Exercise requirements ▸ Retype only what runs from the line that contains "tag: person in gray cardigan" through the last line of the listing below, both lines included.

+ + + +

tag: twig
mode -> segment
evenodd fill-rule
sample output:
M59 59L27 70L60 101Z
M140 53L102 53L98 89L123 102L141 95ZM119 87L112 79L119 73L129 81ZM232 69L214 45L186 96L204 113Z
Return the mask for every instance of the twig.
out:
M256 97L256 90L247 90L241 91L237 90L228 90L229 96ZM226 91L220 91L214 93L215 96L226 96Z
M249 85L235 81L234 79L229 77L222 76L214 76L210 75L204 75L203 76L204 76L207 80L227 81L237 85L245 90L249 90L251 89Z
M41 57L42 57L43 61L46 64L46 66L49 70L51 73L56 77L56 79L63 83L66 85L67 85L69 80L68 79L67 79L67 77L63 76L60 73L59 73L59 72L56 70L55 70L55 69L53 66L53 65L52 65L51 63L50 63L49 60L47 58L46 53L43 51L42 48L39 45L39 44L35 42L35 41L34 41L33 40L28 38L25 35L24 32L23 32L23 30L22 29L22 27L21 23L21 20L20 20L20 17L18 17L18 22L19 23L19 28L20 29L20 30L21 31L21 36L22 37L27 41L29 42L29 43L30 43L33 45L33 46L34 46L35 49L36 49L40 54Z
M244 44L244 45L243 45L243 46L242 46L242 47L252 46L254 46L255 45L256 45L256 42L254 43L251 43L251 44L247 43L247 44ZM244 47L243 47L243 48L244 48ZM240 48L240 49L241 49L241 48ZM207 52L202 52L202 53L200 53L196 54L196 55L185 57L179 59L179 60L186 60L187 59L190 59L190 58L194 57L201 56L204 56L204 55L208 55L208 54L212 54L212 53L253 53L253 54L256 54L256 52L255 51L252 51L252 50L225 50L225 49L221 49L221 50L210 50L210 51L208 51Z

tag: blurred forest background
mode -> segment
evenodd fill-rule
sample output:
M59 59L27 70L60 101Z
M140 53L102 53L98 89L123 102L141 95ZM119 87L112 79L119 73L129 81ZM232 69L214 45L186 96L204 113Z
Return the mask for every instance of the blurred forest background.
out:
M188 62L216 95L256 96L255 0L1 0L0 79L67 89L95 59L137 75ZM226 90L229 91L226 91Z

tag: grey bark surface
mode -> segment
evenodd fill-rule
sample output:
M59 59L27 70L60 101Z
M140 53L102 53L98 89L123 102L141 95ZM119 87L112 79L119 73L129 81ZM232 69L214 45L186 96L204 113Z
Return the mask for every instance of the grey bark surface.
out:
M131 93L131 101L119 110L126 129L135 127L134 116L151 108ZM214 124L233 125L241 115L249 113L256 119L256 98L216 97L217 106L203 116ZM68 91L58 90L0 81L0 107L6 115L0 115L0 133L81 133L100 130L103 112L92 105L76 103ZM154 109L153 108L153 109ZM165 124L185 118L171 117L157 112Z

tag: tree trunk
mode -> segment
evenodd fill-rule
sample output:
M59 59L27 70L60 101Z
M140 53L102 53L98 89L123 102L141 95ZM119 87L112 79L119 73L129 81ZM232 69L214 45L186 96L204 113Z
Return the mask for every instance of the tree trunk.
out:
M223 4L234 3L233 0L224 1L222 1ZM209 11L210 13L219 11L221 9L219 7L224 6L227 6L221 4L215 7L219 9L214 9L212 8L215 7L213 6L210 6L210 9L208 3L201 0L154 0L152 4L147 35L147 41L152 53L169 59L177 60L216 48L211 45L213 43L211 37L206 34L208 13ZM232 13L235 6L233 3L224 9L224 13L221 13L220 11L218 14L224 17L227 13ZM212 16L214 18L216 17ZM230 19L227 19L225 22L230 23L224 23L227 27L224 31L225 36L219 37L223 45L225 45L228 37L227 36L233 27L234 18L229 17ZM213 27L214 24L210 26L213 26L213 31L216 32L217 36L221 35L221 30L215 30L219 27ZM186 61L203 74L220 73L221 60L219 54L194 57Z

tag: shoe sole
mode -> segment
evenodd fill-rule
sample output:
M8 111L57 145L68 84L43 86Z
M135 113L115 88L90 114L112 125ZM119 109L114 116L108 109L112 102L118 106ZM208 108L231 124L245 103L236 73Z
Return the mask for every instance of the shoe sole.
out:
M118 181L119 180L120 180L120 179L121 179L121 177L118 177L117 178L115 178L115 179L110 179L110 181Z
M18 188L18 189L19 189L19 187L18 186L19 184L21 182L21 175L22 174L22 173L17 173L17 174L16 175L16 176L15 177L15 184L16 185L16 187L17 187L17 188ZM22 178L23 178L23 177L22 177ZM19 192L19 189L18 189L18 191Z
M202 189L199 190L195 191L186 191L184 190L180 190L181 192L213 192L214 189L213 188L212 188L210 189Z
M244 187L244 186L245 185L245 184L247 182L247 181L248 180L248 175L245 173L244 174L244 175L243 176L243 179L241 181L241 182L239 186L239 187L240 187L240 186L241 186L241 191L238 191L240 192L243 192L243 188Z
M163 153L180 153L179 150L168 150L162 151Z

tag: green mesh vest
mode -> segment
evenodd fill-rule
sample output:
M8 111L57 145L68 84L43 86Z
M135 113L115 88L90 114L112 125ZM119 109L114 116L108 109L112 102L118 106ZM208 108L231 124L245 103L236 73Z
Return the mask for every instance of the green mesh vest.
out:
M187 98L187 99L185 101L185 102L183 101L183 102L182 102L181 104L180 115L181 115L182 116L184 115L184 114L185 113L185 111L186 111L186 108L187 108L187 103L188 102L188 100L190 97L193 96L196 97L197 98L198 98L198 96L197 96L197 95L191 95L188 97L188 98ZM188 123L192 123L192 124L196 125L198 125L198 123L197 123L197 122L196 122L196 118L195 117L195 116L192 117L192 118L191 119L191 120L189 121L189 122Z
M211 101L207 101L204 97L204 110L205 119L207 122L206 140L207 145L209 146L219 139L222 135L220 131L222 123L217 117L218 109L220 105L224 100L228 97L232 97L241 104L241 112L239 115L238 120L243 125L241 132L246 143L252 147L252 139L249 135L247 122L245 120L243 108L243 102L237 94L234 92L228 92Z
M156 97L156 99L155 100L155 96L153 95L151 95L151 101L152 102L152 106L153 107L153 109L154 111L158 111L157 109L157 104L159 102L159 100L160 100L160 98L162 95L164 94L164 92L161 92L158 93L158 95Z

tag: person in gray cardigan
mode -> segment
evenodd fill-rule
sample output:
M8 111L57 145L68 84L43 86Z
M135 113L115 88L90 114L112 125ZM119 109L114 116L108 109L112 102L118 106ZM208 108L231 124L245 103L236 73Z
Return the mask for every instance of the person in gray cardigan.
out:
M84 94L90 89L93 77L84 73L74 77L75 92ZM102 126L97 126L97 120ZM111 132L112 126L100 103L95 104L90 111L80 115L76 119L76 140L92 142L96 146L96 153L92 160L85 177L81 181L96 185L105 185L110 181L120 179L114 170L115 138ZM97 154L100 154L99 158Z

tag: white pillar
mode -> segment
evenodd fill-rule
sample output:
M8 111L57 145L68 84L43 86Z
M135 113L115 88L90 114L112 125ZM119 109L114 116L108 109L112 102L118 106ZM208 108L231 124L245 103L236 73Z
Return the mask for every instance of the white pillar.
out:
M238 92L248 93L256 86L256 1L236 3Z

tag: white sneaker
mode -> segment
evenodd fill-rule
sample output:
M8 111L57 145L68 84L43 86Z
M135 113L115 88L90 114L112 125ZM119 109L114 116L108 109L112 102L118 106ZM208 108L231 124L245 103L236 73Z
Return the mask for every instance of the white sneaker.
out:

+ + + +

Answer for the task ▸
tag: person in gray cardigan
mode -> segment
evenodd fill-rule
sample output:
M8 111L57 145L68 84L43 86Z
M135 113L115 88L90 114L112 125ZM119 109L114 116L108 109L112 102L118 106ZM208 108L231 124L245 103L236 73Z
Return the mask for every instance of the person in gray cardigan.
out:
M84 94L90 89L93 77L84 73L74 77L75 92ZM102 126L97 126L97 120ZM111 132L112 126L100 103L95 104L90 111L80 115L76 119L76 140L92 142L96 146L96 153L92 160L85 177L81 181L96 185L105 185L110 181L120 179L114 170L115 138ZM97 154L100 154L99 158Z

tag: white pillar
mode -> segment
evenodd fill-rule
sample output:
M8 111L57 145L68 84L43 86Z
M135 113L115 88L90 114L112 125ZM119 109L114 116L108 109L112 102L118 106ZM208 108L231 124L245 103L236 73Z
Return the mask for every instance of the white pillar.
out:
M238 92L248 93L256 86L256 1L236 3Z

tag: white sneaker
mode -> segment
evenodd fill-rule
sample output:
M8 111L57 145L68 84L43 86Z
M135 113L115 88L90 114L112 125ZM119 109L114 116L108 109L112 102L118 106ZM208 108L231 124L245 103L236 73Z
Return the mask for every instance of the white sneaker.
out:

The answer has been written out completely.